Carefulness and obscurity in fiction

I’ve been reading Stefan Zweig’s memoir The World of Yesterday. Zweig is a writer from the inter-war period whose literary reputation has really gone up in the last ten years. I remember 5-10 years ago reading this article that was like, “Hey, there’s this dude out there, Stefan Zweig. He wrote this story, ‘The Royal Game,’ that’s a metaphor for the conflict between nations that led to World War II.” And that was it. His reputation was confined largely to that one story. He was a curio piece.

Now, thanks to the translation and reissuing of his novels and, lately, of this memoir, he’s roared back to life. Thanks must be given here, as with many literary resuscitations, to the NYRB classics imprint. I read two of Zweig’s novels, Beware of Pity and the Post-Office Girl in NYRB editions. His memoir, however, was put out by the University of Nebraska Press! It’s almost unbelievable, considering that it has hundreds of Amazon reviews and has attracted quite a bit of critical acclaim.

Like Nabokov’s Speak, Memory (which I’ve never read), Zweig’s novel is an evocation of a lost world: the Vienna of the final years of the Austro-Hungarian Empire. This was a particularly fertile period for fiction. Robert Musil’s Man Without Qualities and Joseph Roth’s Radetzky March were also written during this time, as well as a host of lesser books that may or may not also be making a comeback (of the authors Zweig mentions in his book, I’ve read works by Hugo von Hoffmansthal and Arthur Schnitzler as well, and Schnitzler at least deserves to be more widely known).

As with all memoirs of bygone times, it’s hard to know what is real and what isn’t. Zweig describes a time of literary ferment, when everybody cared deeply for culture and art, when theater actors were mobbed on the street, when the conductor of the Opera or the Symphony was a superstar, and when 18 year old kids looked upon poets and authors almost as divine beings, completely separate from you and me.

----------------

■ **Set exercise 1**
State the main points of the piece on Stefan Zweig's memoir in two sentences.
■ **Set exercise 2**
Reproduce the section of the piece on Zweig's memoir that begins at the words "Like Nabokov’s Speak, Memory" and stops after the words "more widely known).".

----------------

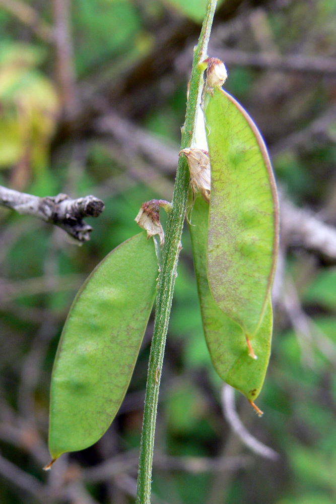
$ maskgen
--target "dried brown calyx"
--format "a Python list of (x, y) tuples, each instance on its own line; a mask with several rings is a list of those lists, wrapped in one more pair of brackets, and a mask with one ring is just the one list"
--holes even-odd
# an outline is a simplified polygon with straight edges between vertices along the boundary
[(208, 58), (203, 61), (207, 64), (207, 79), (205, 91), (212, 95), (214, 88), (221, 88), (228, 77), (225, 65), (218, 58)]
[(211, 175), (209, 153), (197, 147), (188, 147), (180, 152), (180, 156), (182, 154), (188, 161), (192, 190), (200, 193), (205, 201), (210, 203)]
[(143, 203), (139, 213), (134, 219), (136, 222), (147, 232), (149, 238), (156, 234), (160, 237), (160, 243), (163, 244), (165, 233), (160, 222), (160, 209), (163, 208), (170, 212), (172, 204), (165, 200), (151, 200)]

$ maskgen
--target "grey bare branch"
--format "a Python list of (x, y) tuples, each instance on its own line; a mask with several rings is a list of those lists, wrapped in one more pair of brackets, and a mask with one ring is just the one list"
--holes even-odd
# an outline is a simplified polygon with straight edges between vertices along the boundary
[(92, 230), (83, 218), (98, 217), (104, 208), (104, 203), (95, 196), (73, 200), (66, 194), (60, 194), (39, 198), (1, 185), (0, 205), (58, 226), (82, 243), (90, 239)]

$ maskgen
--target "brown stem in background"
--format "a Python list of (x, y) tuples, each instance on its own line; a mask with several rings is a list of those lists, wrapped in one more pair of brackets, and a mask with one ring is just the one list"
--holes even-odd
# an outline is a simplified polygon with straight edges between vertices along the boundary
[(53, 0), (56, 73), (66, 119), (73, 118), (78, 109), (76, 89), (74, 47), (69, 0)]

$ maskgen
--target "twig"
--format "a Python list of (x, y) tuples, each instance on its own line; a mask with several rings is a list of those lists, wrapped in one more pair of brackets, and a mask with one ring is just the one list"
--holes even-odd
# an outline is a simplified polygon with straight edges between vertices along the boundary
[(20, 0), (0, 0), (0, 7), (30, 26), (40, 38), (46, 42), (54, 40), (54, 32), (51, 26), (41, 19), (41, 16), (33, 7)]
[(84, 276), (80, 273), (36, 277), (16, 282), (8, 282), (0, 277), (1, 302), (7, 303), (23, 296), (33, 296), (45, 292), (76, 290), (80, 287), (84, 279)]
[(94, 196), (73, 200), (61, 194), (39, 198), (2, 185), (0, 185), (0, 205), (58, 226), (82, 242), (90, 239), (92, 230), (83, 218), (98, 217), (104, 210), (103, 202)]
[[(269, 151), (271, 156), (276, 156), (285, 150), (301, 149), (306, 151), (321, 143), (334, 143), (334, 133), (331, 132), (329, 127), (335, 122), (335, 119), (336, 107), (331, 106), (325, 113), (311, 122), (306, 128), (291, 133), (271, 146)], [(330, 131), (328, 131), (329, 129)]]
[(145, 156), (163, 171), (175, 172), (178, 160), (177, 146), (160, 140), (112, 111), (97, 119), (95, 127), (97, 132), (112, 134), (131, 154)]
[(336, 347), (304, 311), (294, 282), (286, 279), (282, 302), (290, 323), (296, 333), (302, 352), (303, 360), (314, 367), (312, 350), (319, 350), (333, 366), (336, 365)]
[(225, 418), (244, 445), (257, 455), (271, 460), (278, 460), (279, 454), (256, 439), (242, 423), (236, 411), (234, 390), (230, 385), (226, 384), (223, 387), (222, 402)]
[(288, 199), (280, 204), (282, 239), (287, 245), (304, 247), (334, 261), (336, 229), (307, 210), (296, 208)]

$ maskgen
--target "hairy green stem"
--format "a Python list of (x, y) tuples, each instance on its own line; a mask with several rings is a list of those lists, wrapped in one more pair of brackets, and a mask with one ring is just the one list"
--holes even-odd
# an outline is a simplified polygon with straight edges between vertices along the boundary
[[(199, 64), (206, 58), (217, 0), (208, 0), (198, 43), (195, 48), (187, 103), (182, 129), (181, 149), (190, 147), (194, 139), (198, 105), (203, 87), (203, 71)], [(179, 158), (173, 196), (173, 208), (168, 215), (162, 265), (159, 277), (155, 322), (151, 347), (144, 420), (141, 435), (136, 504), (150, 504), (152, 466), (159, 389), (166, 337), (176, 277), (181, 236), (187, 208), (189, 170), (184, 156)]]

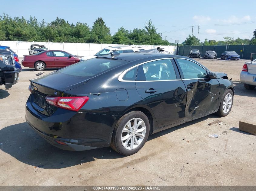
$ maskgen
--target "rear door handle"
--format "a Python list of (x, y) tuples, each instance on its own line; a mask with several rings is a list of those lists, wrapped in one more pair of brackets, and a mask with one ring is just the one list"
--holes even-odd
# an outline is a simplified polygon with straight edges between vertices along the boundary
[(154, 90), (154, 89), (151, 88), (149, 90), (147, 90), (145, 91), (145, 93), (147, 94), (153, 94), (153, 93), (155, 93), (157, 91), (157, 90)]
[(188, 89), (192, 89), (194, 88), (194, 86), (193, 86), (193, 85), (188, 85), (187, 86), (187, 87), (188, 88)]

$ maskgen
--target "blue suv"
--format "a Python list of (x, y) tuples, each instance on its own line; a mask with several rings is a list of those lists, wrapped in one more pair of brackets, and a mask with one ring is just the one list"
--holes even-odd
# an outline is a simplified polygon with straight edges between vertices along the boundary
[(18, 72), (21, 72), (22, 68), (21, 68), (21, 65), (19, 63), (19, 57), (15, 52), (10, 48), (10, 46), (0, 46), (0, 49), (2, 50), (6, 50), (10, 52), (13, 55), (14, 57), (14, 59), (15, 60), (15, 67), (16, 68), (16, 70)]

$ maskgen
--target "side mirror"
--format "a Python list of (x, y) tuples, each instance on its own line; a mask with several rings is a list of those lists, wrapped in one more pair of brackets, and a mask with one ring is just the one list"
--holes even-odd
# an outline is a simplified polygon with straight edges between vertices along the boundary
[(217, 78), (217, 75), (215, 73), (210, 72), (208, 74), (208, 77), (212, 79), (216, 79)]

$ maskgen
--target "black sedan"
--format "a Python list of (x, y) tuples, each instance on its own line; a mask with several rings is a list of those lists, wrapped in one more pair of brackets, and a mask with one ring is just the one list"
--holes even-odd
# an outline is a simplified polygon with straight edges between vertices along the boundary
[(207, 50), (204, 54), (204, 58), (206, 59), (217, 59), (217, 53), (214, 50)]
[(234, 89), (227, 75), (184, 56), (112, 53), (31, 80), (26, 119), (62, 149), (110, 146), (130, 155), (150, 134), (228, 114)]
[(189, 58), (200, 58), (201, 57), (201, 53), (199, 50), (193, 49), (189, 53)]

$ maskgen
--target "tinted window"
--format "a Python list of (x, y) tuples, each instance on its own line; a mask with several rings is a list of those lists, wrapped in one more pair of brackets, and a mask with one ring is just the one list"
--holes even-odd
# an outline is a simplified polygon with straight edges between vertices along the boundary
[(124, 80), (135, 81), (136, 79), (136, 75), (137, 74), (138, 68), (138, 67), (136, 67), (128, 71), (124, 75), (124, 77), (123, 77), (123, 79)]
[(53, 54), (56, 57), (68, 57), (69, 56), (66, 53), (60, 51), (54, 51)]
[(122, 60), (95, 58), (79, 62), (56, 72), (76, 76), (91, 77), (128, 62)]
[(99, 52), (95, 54), (95, 56), (104, 56), (105, 55), (107, 55), (109, 54), (113, 51), (112, 50), (109, 50), (105, 48), (104, 49), (100, 51)]
[(177, 79), (174, 68), (169, 59), (148, 62), (139, 66), (138, 81), (167, 80)]
[(52, 52), (50, 51), (46, 53), (46, 56), (53, 56), (53, 54), (52, 53)]
[(200, 65), (190, 60), (177, 59), (185, 79), (207, 78), (206, 71)]

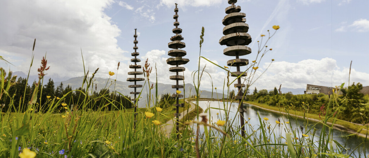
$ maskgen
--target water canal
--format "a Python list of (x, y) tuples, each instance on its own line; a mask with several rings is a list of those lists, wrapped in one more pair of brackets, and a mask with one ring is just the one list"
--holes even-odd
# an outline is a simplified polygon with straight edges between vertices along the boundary
[[(194, 102), (193, 103), (196, 103)], [(218, 101), (200, 101), (199, 102), (199, 106), (200, 107), (204, 110), (207, 109), (208, 109), (206, 113), (207, 115), (208, 116), (210, 115), (211, 116), (210, 118), (209, 119), (209, 123), (211, 122), (212, 120), (213, 122), (215, 122), (218, 120), (226, 120), (225, 118), (225, 114), (224, 110), (211, 108), (220, 109), (224, 109), (225, 108), (230, 110), (229, 117), (227, 120), (227, 122), (230, 123), (232, 120), (234, 119), (235, 116), (236, 118), (233, 123), (233, 125), (237, 127), (238, 127), (239, 125), (239, 113), (235, 112), (237, 111), (238, 105), (238, 103), (232, 103), (231, 104), (230, 102), (224, 103)], [(250, 120), (248, 121), (248, 123), (250, 125), (248, 126), (251, 125), (254, 129), (256, 129), (260, 127), (260, 122), (258, 116), (258, 113), (261, 118), (263, 118), (265, 117), (269, 118), (267, 122), (270, 123), (270, 124), (272, 125), (272, 127), (274, 127), (276, 124), (275, 121), (278, 120), (279, 118), (280, 123), (283, 123), (284, 124), (281, 125), (280, 127), (277, 126), (277, 127), (274, 129), (273, 132), (276, 134), (280, 135), (283, 137), (286, 135), (286, 132), (283, 128), (286, 127), (284, 126), (286, 125), (285, 122), (286, 121), (289, 121), (292, 130), (296, 129), (298, 128), (299, 130), (300, 129), (300, 126), (304, 127), (305, 126), (305, 125), (307, 124), (308, 125), (308, 127), (311, 127), (316, 124), (315, 126), (315, 128), (316, 129), (315, 135), (315, 137), (314, 138), (314, 141), (319, 140), (318, 137), (320, 134), (322, 127), (321, 124), (317, 124), (317, 122), (316, 121), (311, 120), (308, 120), (308, 121), (307, 120), (302, 118), (298, 118), (296, 120), (291, 118), (291, 120), (289, 120), (286, 115), (283, 116), (282, 114), (279, 113), (264, 110), (260, 109), (258, 107), (248, 104), (245, 104), (244, 106), (245, 108), (247, 109), (247, 112), (244, 113), (244, 117), (246, 118), (246, 120), (248, 120), (249, 118), (250, 118)], [(236, 116), (236, 115), (237, 116)], [(201, 118), (200, 120), (201, 120)], [(262, 120), (263, 120), (262, 118)], [(246, 131), (247, 131), (247, 128)], [(308, 130), (309, 128), (308, 128)], [(303, 131), (305, 132), (306, 130), (306, 129), (304, 129)], [(310, 132), (312, 133), (313, 131), (311, 130)], [(201, 127), (200, 128), (200, 133), (203, 133), (203, 127)], [(252, 133), (252, 131), (249, 131), (248, 132), (248, 133)], [(369, 154), (368, 153), (368, 152), (369, 152), (369, 143), (367, 141), (365, 141), (365, 138), (356, 135), (348, 137), (347, 135), (350, 135), (350, 134), (345, 131), (336, 129), (333, 129), (332, 133), (333, 140), (344, 146), (345, 148), (347, 149), (347, 151), (344, 153), (350, 154), (350, 156), (354, 157), (365, 157), (365, 156), (364, 155), (364, 152), (366, 152), (366, 155)], [(257, 134), (258, 133), (256, 133), (256, 134)], [(302, 134), (302, 133), (299, 134), (300, 135), (301, 135)], [(366, 143), (366, 145), (364, 145), (364, 142)], [(359, 148), (356, 148), (358, 146), (359, 147)], [(355, 151), (352, 152), (352, 151), (354, 150)], [(364, 152), (364, 150), (366, 152)], [(358, 154), (359, 152), (361, 153), (360, 155), (359, 155)]]

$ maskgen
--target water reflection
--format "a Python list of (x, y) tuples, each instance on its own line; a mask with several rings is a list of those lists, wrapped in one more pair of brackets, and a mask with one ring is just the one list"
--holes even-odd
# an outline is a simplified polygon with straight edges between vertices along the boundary
[[(239, 125), (239, 113), (237, 112), (238, 108), (238, 103), (233, 103), (231, 104), (229, 102), (224, 103), (217, 101), (200, 101), (199, 102), (199, 106), (204, 110), (207, 111), (207, 113), (208, 116), (209, 114), (211, 116), (210, 119), (208, 119), (209, 123), (211, 123), (212, 120), (213, 122), (216, 122), (218, 120), (226, 120), (227, 123), (230, 123), (234, 120), (232, 124), (234, 126), (238, 127)], [(291, 127), (293, 130), (298, 128), (299, 128), (299, 131), (300, 131), (299, 130), (300, 129), (300, 126), (304, 127), (305, 126), (305, 125), (307, 123), (308, 123), (309, 127), (312, 127), (313, 126), (317, 123), (316, 121), (311, 120), (308, 120), (308, 122), (307, 120), (301, 118), (297, 118), (297, 120), (293, 119), (291, 119), (290, 120), (288, 120), (285, 115), (284, 116), (283, 114), (279, 113), (271, 112), (247, 104), (245, 104), (244, 107), (247, 109), (247, 112), (244, 113), (244, 117), (246, 118), (246, 121), (248, 120), (249, 118), (250, 118), (250, 120), (248, 121), (248, 124), (254, 127), (254, 129), (257, 129), (260, 126), (257, 113), (259, 113), (261, 118), (263, 118), (266, 117), (269, 118), (269, 120), (267, 122), (270, 123), (269, 124), (271, 125), (271, 127), (274, 127), (276, 124), (275, 121), (278, 120), (279, 118), (281, 124), (283, 123), (283, 124), (281, 124), (280, 127), (279, 127), (277, 126), (274, 129), (273, 131), (276, 134), (280, 134), (281, 135), (283, 136), (286, 135), (285, 131), (283, 129), (283, 128), (286, 127), (286, 125), (287, 125), (287, 128), (290, 129)], [(224, 110), (211, 108), (221, 109), (225, 109), (230, 110), (228, 118), (227, 119), (225, 118), (226, 115)], [(201, 119), (200, 118), (200, 120), (201, 121)], [(289, 124), (286, 124), (286, 121), (289, 121)], [(289, 127), (290, 125), (291, 127)], [(316, 136), (314, 138), (314, 141), (319, 140), (318, 137), (320, 134), (322, 127), (321, 124), (319, 123), (315, 126), (315, 128), (316, 130), (315, 135)], [(247, 128), (246, 128), (246, 129)], [(307, 130), (308, 130), (309, 129), (308, 128)], [(309, 133), (309, 135), (311, 135), (313, 133), (314, 131), (313, 129), (311, 128), (311, 130), (308, 131), (307, 133)], [(306, 133), (307, 131), (306, 130), (307, 129), (304, 128), (303, 131), (304, 133)], [(327, 129), (326, 130), (328, 131), (328, 130)], [(200, 128), (200, 133), (203, 133), (203, 128)], [(252, 131), (251, 131), (248, 132), (248, 133), (252, 133)], [(349, 135), (350, 134), (335, 129), (333, 130), (332, 133), (333, 140), (337, 141), (341, 145), (345, 147), (348, 150), (347, 153), (351, 154), (351, 156), (356, 157), (365, 157), (365, 156), (364, 155), (364, 153), (363, 152), (365, 152), (365, 151), (369, 152), (369, 143), (366, 142), (366, 145), (364, 145), (364, 142), (365, 142), (365, 138), (356, 136), (347, 137), (347, 135)], [(302, 137), (302, 134), (301, 133), (300, 133), (298, 135), (300, 137)], [(256, 134), (257, 134), (258, 133), (256, 133)], [(352, 151), (355, 150), (355, 148), (359, 145), (360, 147), (359, 148), (356, 149), (355, 151), (352, 153)], [(360, 152), (362, 153), (361, 155), (358, 155), (358, 153), (359, 151), (358, 150), (359, 150)], [(368, 154), (366, 153), (367, 154)]]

----------------

■ **Task result 1**
Stefan Zweig's reputation, once confined largely to the story "The Royal Game," has risen sharply in the last ten years through the translation and reissuing of his novels and his memoir The World of Yesterday, with much credit owed to the NYRB classics imprint. The memoir evokes the Vienna of the final years of the Austro-Hungarian Empire, a fertile period for fiction that Zweig portrays as a time of literary ferment, though with any memoir of bygone times it is hard to know what is real.

■ **Task result 2**
Like Nabokov’s Speak, Memory (which I’ve never read), Zweig’s novel is an evocation of a lost world: the Vienna of the final years of the Austro-Hungarian Empire. This was a particularly fertile period for fiction. Robert Musil’s Man Without Qualities and Joseph Roth’s Radetzky March were also written during this time, as well as a host of lesser books that may or may not also be making a comeback (of the authors Zweig mentions in his book, I’ve read works by Hugo von Hoffmansthal and Arthur Schnitzler as well, and Schnitzler at least deserves to be more widely known).